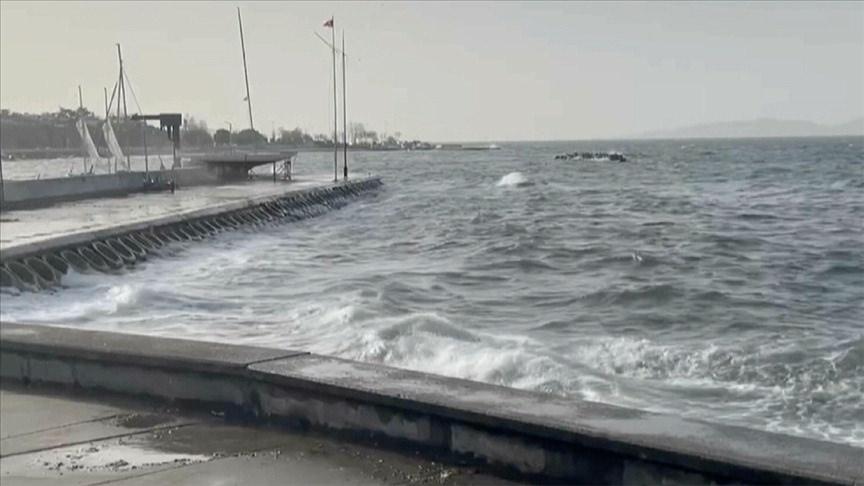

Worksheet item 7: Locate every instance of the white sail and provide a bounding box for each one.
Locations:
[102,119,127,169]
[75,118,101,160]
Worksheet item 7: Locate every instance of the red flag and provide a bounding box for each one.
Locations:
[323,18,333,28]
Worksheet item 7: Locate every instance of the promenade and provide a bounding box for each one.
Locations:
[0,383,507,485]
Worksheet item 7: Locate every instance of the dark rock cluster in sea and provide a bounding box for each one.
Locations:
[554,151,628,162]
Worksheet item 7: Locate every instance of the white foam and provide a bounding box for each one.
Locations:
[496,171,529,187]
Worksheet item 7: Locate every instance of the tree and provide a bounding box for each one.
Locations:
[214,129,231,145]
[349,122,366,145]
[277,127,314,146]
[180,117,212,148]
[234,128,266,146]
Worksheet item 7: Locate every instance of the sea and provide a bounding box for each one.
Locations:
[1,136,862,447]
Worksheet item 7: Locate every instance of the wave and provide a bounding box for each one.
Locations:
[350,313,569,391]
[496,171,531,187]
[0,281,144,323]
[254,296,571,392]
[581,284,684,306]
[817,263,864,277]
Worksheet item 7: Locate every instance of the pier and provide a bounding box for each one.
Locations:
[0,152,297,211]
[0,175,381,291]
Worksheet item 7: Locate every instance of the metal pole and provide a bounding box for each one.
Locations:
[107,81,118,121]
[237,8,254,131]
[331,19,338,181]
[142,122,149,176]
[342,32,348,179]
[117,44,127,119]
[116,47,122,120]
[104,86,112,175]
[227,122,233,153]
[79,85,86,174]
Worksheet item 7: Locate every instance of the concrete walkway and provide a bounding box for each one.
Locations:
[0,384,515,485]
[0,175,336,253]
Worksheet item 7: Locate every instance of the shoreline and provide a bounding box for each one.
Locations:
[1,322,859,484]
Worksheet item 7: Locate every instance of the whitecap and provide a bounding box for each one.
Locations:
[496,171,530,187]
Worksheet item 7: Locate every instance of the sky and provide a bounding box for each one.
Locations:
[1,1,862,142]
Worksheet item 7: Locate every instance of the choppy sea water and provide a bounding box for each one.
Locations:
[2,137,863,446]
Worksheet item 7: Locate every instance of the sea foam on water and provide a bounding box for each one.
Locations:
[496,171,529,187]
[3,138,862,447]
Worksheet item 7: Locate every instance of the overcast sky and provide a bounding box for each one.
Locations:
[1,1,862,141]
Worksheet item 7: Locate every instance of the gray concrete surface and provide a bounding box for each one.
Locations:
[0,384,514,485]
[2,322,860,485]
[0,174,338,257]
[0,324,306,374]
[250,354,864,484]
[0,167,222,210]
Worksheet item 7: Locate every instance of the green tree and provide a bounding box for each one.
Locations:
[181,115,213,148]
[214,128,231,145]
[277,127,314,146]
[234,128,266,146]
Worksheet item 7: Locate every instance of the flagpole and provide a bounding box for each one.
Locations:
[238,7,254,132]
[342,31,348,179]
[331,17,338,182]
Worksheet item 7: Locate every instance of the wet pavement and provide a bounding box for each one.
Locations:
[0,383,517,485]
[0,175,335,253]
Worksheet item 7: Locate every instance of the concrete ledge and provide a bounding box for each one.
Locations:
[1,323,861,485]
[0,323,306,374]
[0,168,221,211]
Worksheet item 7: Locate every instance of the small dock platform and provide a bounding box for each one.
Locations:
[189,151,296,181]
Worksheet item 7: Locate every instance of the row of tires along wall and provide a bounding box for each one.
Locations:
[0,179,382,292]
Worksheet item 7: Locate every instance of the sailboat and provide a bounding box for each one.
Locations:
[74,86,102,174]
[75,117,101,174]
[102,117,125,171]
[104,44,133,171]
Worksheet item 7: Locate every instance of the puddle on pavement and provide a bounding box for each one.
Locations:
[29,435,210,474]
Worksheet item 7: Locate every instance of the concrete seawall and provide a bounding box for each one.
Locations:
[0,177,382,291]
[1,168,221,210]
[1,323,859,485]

● Exercise: Show all lines above holding the word "water".

● Finished task:
Worksheet item 7: Locate every instance of the choppy sea water and provide a bounding box for each one.
Worksheet item 7: Locate every instance of the sea foam on water and provide a bounding box for each one.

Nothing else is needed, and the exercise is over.